* Start Material *

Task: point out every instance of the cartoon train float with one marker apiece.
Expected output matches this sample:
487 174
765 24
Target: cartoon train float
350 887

* End Material *

Your goal:
Please rewrite the material above as a JSON list of strings with one string per line, leaving out any blank lines.

Full answer:
[
  "Task: point out every instance of the cartoon train float with one marker apiece.",
  "Expected output matches this sample:",
  "487 174",
  "765 24",
  "Target: cartoon train float",
  "350 887"
]